■ Passage shown:
Other answers have brought up communism... and tried to argue about it, but anyone who knows about it should know that it's incomplete. It's more like a "wouldn't it be nice" idea that isn't actually a system and isn't well thought out... and the "wouldn't it be nice" parts quickly change to "omg this creates a hell hole" when you start actually figuring out a system to do what the communist ideal is. It also quickly shows that what is needed to create and maintain a communist system makes it not a communist system.
But moving on beyond that there is a single line that can lead you to the rest of what you need to know and that is, "Many things are only valuable in the hands of certain people." To me, gold is worthless as anything other than a paperweight and to trade to someone else. I can't use it to make electronic components nor jewelry. Both of which I may want and so to make sure there is enough electronic components and jewelry in the world I would sell that off pretty quickly, especially since gold is heavy. Uranium is heavy and radioactive as are a good number of other elements that I'd be stuck with which I wouldn;t want around me in most cases.
Even if I recognize the value of something, if I can't use it, then it loses value for me, but there is a worse effect to this. You're now wasting resources by too many people competing or producing their own versions which makes these resources more scarce and of differing quality making it so there can't be standardization which again wastes resources. Instead of having a few standardized sources that use the resources en masse these resources are being sent to everyone which costs time and management which then are sold to a centralized place for low value because I don't value crude oil, for example, but the standard gas is in such low supply (because lots of people are hording it to try to make their own or just can't transport it) and we're wasting it all over, that the price rockets up.
In other words, Distributing equally wastes resources and makes the situation worse overall which causes the poor to maybe be marginally richer presently, but in a worse condition overall and long term.
There are ways around this, not communism though, and definitely not true equal distribution. But lets say everything works out and everyone gets an equal share of all the resources... Well ok, but I don't need these, so I sell that off. And billions of other people do the same and that results more or less back at where we are so we redistribute again and again. This doesn't fix the problem. All it does is drain resources and causes people to be unmotivated because they're having their work nullified.
Also there is the problem that you have divested the ultimate authority of companies of people who have a profit motive into the hands of CEOs who aren't terribly moral or smart nor do they care about profits any more because they no longer answer to anyone and they don't have a profit motive for themselves either so even assuming everything goes perfect you are still left with the fact that you end up with worse quality of things even if everything continues to run.
I could layout a much better economic system, but that would be off topic and you can't ask anywhere on here so ^.^ Anyways, to understand economics you should pick up Heinlein's book "For us, the living; A comedy of customs" It's a great read and has a brilliant economics lesson in there.

■ Prompt: What book does the post on distributing resources equally recommend for understanding economics? The records are not needed.

Items taken from a dataset:

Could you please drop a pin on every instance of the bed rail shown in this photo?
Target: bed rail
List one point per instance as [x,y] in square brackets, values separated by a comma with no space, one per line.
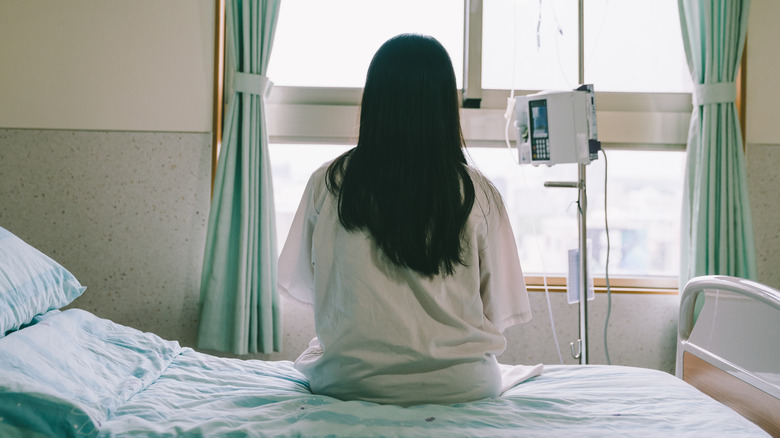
[746,391]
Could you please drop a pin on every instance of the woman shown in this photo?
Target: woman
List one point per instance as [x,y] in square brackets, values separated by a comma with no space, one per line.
[405,252]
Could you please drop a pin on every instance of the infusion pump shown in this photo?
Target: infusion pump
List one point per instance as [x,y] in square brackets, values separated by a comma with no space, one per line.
[555,127]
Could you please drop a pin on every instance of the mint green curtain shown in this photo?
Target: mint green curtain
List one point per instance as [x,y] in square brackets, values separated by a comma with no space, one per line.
[717,229]
[239,303]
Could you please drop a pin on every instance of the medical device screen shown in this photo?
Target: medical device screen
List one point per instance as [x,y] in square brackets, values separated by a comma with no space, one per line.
[539,138]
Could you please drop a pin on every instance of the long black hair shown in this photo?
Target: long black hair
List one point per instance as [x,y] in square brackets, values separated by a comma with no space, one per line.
[406,182]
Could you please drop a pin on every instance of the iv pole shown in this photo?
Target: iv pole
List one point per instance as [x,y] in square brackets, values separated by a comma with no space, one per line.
[581,344]
[582,202]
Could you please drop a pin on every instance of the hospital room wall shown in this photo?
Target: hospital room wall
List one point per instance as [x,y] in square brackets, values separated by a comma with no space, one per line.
[762,135]
[105,148]
[105,165]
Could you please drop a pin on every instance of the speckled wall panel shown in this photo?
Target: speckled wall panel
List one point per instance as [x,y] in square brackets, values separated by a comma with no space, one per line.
[763,162]
[126,212]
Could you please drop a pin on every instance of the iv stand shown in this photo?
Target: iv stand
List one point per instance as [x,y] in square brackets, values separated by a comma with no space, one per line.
[582,208]
[581,344]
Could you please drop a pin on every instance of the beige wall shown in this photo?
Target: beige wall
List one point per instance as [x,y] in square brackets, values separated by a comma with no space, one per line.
[138,65]
[762,135]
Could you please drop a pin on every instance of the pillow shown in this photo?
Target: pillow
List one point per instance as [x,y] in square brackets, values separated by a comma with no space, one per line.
[31,283]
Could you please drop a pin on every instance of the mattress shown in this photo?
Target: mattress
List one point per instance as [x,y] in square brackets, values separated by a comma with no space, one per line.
[74,374]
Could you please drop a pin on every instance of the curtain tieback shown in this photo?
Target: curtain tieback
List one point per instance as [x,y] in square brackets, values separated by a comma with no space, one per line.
[718,92]
[252,83]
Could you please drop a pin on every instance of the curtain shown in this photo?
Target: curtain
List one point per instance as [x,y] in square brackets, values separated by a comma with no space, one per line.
[717,228]
[239,304]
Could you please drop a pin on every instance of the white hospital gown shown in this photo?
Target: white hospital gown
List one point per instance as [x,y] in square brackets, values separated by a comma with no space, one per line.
[388,335]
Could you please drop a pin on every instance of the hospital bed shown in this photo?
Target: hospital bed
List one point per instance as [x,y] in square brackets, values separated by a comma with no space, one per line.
[70,373]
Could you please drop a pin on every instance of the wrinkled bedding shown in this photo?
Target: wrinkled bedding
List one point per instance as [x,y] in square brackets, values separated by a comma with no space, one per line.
[74,374]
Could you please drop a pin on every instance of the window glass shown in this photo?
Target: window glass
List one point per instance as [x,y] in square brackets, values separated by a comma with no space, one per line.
[331,43]
[644,202]
[291,166]
[529,45]
[635,45]
[643,199]
[630,45]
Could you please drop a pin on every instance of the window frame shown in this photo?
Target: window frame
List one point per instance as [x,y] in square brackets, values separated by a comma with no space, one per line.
[628,121]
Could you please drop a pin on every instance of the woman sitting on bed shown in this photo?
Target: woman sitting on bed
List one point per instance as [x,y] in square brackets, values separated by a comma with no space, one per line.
[405,252]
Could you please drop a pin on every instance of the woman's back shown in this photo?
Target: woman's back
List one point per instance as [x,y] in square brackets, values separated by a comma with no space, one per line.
[390,335]
[405,252]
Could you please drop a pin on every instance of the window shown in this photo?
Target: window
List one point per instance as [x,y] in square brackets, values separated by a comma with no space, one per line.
[341,37]
[633,55]
[629,45]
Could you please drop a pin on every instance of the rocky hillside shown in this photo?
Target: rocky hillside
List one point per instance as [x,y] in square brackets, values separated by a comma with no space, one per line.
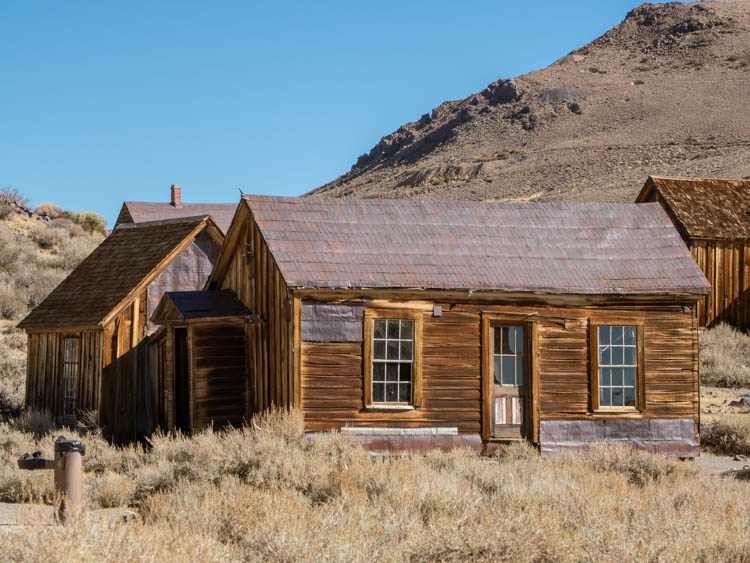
[664,93]
[38,248]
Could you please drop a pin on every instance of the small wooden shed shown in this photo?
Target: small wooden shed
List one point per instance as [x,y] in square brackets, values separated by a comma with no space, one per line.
[418,324]
[713,218]
[87,347]
[199,360]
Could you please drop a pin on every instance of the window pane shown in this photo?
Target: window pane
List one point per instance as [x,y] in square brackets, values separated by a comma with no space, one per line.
[378,349]
[509,363]
[393,329]
[404,392]
[604,377]
[629,396]
[407,329]
[629,377]
[630,335]
[405,372]
[392,349]
[391,372]
[605,355]
[391,392]
[507,339]
[617,355]
[379,331]
[616,377]
[519,370]
[617,399]
[604,335]
[617,335]
[406,349]
[378,392]
[378,371]
[630,355]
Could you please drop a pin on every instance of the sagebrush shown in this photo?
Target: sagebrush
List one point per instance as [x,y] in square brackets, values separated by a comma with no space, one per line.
[266,492]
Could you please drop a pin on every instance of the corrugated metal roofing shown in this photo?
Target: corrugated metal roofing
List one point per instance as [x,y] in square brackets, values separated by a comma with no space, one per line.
[708,208]
[108,275]
[199,304]
[141,212]
[573,248]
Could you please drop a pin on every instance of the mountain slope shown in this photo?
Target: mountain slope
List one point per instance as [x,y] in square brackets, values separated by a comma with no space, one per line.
[664,93]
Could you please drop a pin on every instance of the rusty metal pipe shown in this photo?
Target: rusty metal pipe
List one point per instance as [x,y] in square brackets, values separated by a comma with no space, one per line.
[68,470]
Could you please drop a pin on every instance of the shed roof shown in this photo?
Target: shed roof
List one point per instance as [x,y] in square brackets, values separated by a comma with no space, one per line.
[144,211]
[571,248]
[185,305]
[124,262]
[705,208]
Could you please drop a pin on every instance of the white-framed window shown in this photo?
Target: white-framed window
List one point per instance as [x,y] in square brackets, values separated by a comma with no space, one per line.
[392,360]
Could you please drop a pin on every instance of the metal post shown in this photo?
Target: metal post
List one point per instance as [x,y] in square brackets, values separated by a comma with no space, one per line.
[68,466]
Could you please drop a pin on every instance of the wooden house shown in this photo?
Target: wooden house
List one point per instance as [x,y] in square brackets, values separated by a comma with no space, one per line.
[147,211]
[417,324]
[713,218]
[200,360]
[87,345]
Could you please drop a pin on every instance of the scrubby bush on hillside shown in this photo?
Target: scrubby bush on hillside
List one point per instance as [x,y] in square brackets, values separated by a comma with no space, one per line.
[725,357]
[267,493]
[49,209]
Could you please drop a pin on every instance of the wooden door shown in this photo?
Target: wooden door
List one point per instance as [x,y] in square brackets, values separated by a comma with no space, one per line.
[508,383]
[181,381]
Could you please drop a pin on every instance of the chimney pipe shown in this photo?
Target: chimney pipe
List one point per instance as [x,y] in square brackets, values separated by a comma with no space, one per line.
[176,192]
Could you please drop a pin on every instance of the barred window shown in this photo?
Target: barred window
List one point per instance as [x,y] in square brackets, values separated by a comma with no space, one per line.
[71,371]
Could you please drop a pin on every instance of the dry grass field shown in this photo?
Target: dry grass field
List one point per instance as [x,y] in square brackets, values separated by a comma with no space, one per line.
[267,493]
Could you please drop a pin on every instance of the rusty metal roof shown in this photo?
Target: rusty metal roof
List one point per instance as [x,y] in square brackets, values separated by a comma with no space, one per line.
[705,208]
[574,248]
[142,211]
[129,256]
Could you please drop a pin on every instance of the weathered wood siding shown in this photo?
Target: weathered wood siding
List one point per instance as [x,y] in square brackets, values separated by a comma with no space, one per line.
[332,373]
[726,265]
[257,282]
[219,384]
[124,364]
[44,389]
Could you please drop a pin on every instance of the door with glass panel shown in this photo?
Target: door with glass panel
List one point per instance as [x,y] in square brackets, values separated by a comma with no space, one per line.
[508,381]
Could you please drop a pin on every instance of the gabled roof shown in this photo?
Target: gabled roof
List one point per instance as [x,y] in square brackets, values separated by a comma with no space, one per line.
[142,211]
[187,305]
[562,248]
[115,272]
[703,208]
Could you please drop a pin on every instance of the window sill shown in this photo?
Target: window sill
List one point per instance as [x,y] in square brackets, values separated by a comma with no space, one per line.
[388,408]
[617,410]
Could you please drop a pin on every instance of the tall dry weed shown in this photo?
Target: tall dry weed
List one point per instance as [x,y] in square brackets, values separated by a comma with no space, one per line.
[725,357]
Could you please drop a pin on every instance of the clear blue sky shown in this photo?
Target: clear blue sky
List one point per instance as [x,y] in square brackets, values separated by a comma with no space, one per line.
[102,101]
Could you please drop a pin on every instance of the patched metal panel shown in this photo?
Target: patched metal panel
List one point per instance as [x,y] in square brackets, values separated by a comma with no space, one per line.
[668,436]
[332,323]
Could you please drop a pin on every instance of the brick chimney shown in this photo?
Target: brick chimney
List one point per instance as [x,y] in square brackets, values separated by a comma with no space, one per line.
[176,192]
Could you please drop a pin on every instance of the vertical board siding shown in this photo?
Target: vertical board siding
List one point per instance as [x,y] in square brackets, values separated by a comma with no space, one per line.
[332,373]
[256,280]
[726,265]
[218,375]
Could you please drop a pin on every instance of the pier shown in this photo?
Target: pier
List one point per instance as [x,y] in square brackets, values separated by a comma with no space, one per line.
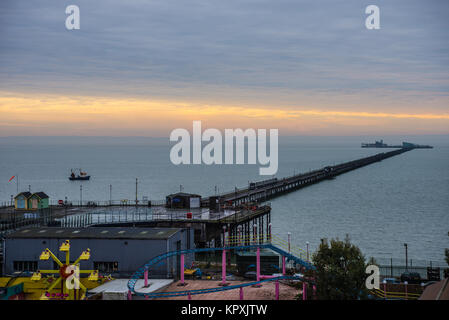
[264,190]
[244,211]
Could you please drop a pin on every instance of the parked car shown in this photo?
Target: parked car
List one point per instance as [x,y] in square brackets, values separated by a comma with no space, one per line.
[392,280]
[411,277]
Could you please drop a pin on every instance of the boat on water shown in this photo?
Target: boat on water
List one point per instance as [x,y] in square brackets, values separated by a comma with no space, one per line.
[80,175]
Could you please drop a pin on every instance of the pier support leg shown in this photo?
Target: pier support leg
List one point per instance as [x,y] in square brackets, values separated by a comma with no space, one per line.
[277,289]
[257,285]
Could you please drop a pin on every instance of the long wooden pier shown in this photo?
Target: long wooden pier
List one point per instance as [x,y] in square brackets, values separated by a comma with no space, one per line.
[268,189]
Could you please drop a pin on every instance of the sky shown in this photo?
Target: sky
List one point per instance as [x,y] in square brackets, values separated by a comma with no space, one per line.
[144,68]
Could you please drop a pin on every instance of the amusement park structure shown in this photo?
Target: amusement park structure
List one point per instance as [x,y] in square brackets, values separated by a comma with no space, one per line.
[236,243]
[71,286]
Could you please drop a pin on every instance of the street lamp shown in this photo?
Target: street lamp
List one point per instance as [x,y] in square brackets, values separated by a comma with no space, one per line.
[406,256]
[307,245]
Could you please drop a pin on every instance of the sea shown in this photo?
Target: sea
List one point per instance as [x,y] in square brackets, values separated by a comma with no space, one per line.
[380,207]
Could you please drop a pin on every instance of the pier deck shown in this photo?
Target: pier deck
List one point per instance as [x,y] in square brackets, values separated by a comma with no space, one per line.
[272,189]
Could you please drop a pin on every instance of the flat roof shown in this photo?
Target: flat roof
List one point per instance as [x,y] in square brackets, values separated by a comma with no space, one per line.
[95,233]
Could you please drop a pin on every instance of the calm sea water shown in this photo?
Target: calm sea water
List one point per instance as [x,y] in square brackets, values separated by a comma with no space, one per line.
[404,199]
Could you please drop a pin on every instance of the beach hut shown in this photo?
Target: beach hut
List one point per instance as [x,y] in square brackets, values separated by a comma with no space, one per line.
[21,200]
[38,200]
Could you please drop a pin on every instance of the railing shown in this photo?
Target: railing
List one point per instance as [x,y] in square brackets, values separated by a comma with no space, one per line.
[107,203]
[274,239]
[394,295]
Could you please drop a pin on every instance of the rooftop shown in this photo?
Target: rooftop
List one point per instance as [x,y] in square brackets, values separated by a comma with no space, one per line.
[95,233]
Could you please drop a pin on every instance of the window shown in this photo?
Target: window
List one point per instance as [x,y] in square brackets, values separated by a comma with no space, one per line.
[106,266]
[25,266]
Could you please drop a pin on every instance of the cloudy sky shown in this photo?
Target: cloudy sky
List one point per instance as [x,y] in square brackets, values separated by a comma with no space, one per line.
[144,67]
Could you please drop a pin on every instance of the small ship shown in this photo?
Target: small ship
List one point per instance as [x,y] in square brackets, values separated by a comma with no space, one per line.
[406,145]
[80,176]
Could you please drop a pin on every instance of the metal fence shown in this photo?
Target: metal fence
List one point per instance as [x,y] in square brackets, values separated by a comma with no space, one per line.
[393,267]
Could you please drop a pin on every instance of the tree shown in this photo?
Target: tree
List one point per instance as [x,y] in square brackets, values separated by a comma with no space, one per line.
[340,273]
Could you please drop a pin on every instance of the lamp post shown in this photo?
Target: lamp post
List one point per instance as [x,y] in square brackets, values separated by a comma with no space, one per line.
[307,245]
[406,256]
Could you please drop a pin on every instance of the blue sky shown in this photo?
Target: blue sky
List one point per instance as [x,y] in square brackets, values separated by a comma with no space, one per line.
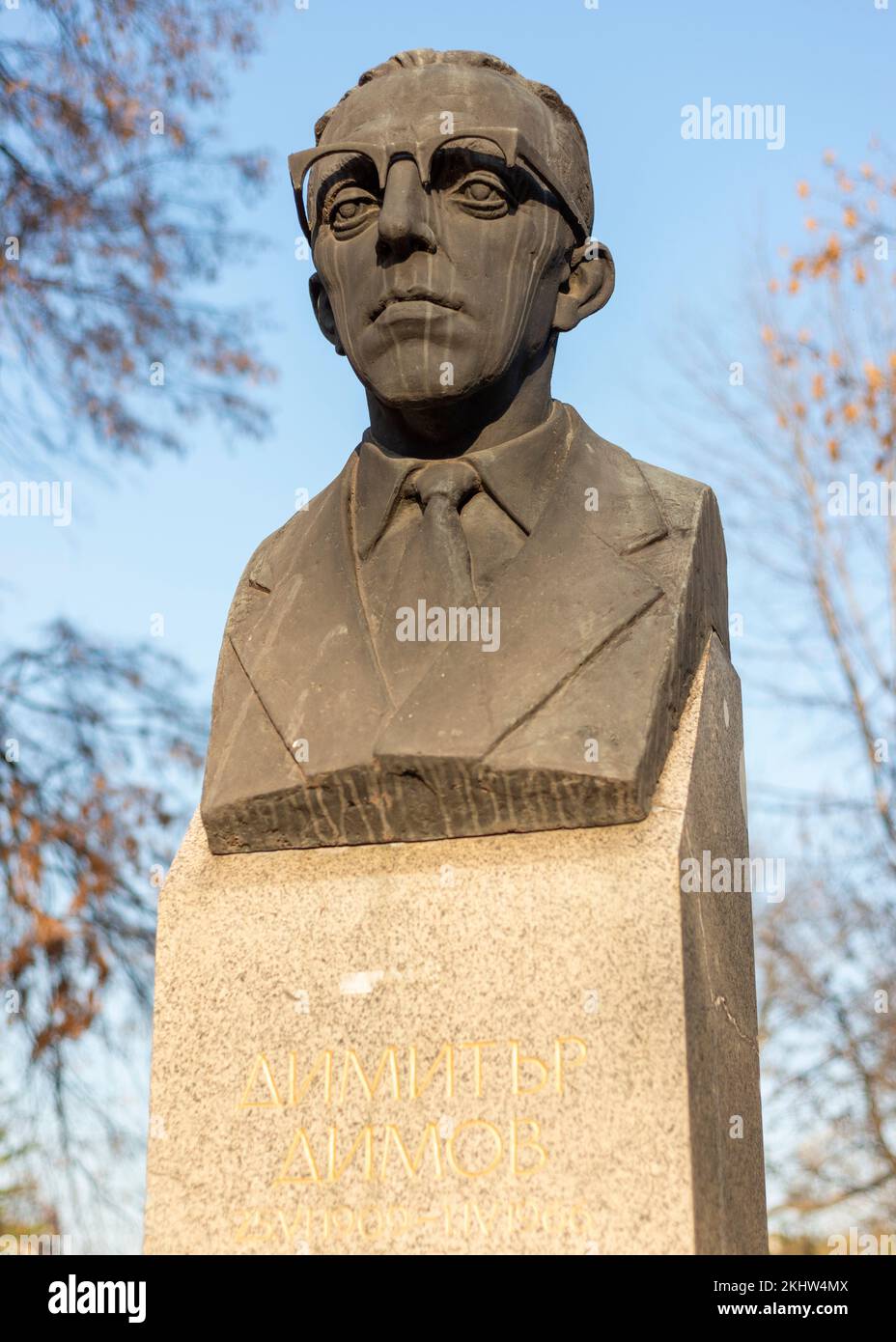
[681,216]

■ Exercise answer: Heinlein's book "For us, the living; A comedy of customs."